He studied documents, for example, that revealed how the Nazis planned the construction of the death camps with forced inmate labor. Camps were often built haphazardly, which surprised him, he said, given the Germans’ orderly and systematic approach to genocide.

Prisoner areas in the camps followed rigid institutional plans. But the homes and buildings for the German guards and officers were built with high-quality materials and aesthetic treatments, he said.

The houses for the SS guards were constructed by prison laborers on curved streets with stone foundations and designs that replicated the garden city planning found in German towns. Prisoners also were forced to build saunas and recreational facilities for the German guards and officers to relax, Jaskot said.

“The SS guards would go home at night. They would have houses and they would have parties and they would collect artworks,” he said. “That was part of the normal life in their extreme life of violence. There’s a connection between these two and for me, looking at it from an architecture point of view, helps me to see that connection.”

For Jaskot, the perpetrators have a story to tell, and so do the victims – the Jewish men and women who were forced to build the camps without proper nutrition, rest and clothing, and who have provided testimonies about their experiences through survivor accounts. Providing stories from both sides of the Holocaust gives an “integrated history,” a term taken from a researcher at UCLA, Jaskot said.

These children were liberated from Auschwitz by the Red Army in January 1945.
These children were liberated from Auschwitz by the Red Army in January 1945.

+++++

- [WORK TO DO]:
[A] Translate this sentence from the passage on Nazi camp architecture into Spanish: "Prisoner areas in the camps followed rigid institutional plans."
[B] Write the next part of the passage on Nazi camp architecture, picking up after its final line.

- [SOURCE MATERIAL]:
+++++

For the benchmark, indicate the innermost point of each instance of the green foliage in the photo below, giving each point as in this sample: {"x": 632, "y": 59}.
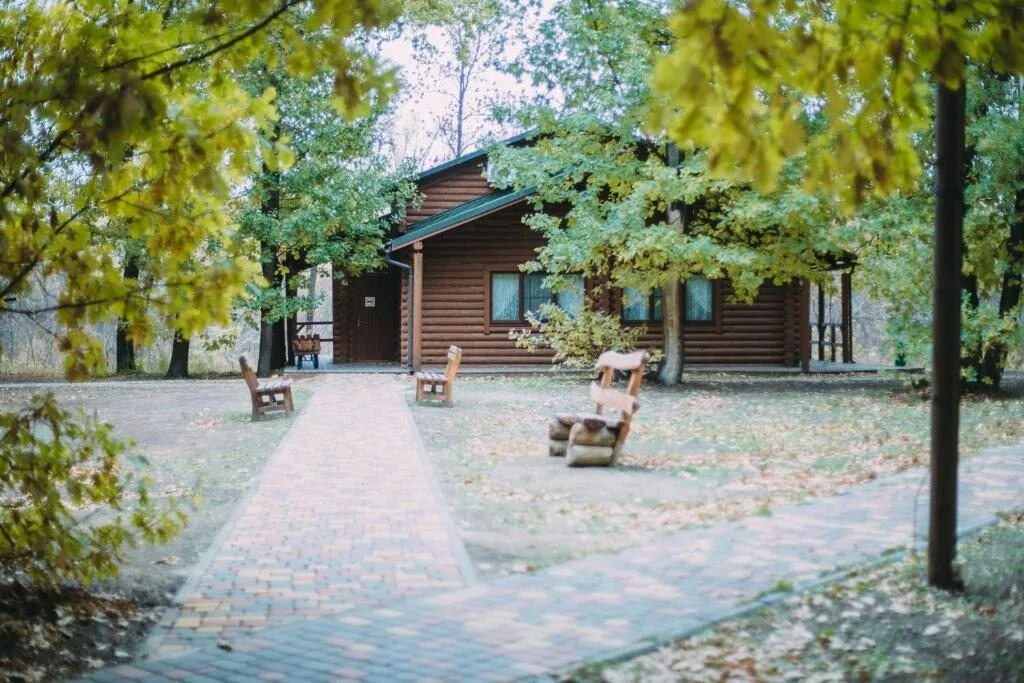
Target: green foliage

+++++

- [RESPONSES PER TASK]:
[A] Las zonas de prisioneros en los campos seguían planes institucionales rígidos.

[B]
Jaskot is also among a cutting edge of historians who in the past 15 to 20 years have begun studying the history of spaces, such as what happened to the Jewish quarters in some towns, what influenced the design of public memorials, and why some memorials were replaced over time, said Stetson history Professor Eric Kurlander, Ph.D. The history of those spaces can provide important social and cultural insights.

“It’s part of a new way of looking at history,” said Kurlander, co-chair of the committee at Stetson that plans the annual Bernard Weiner Lecture Series.

The Weiner Lecture Series was established by Dr. Sy Weiner of DeLand to honor the life and work of his brother, the late Bernard Weiner. Bernard Weiner was a leader in the development of Holocaust curricula for New York state schools and was one of the founders of the Rockland Center for Holocaust Studies, now the Holocaust Museum and Study Center, in Spring Valley, N.Y. The Bernard Weiner Lectures are presented annually to explore a variety of issues related to the Holocaust.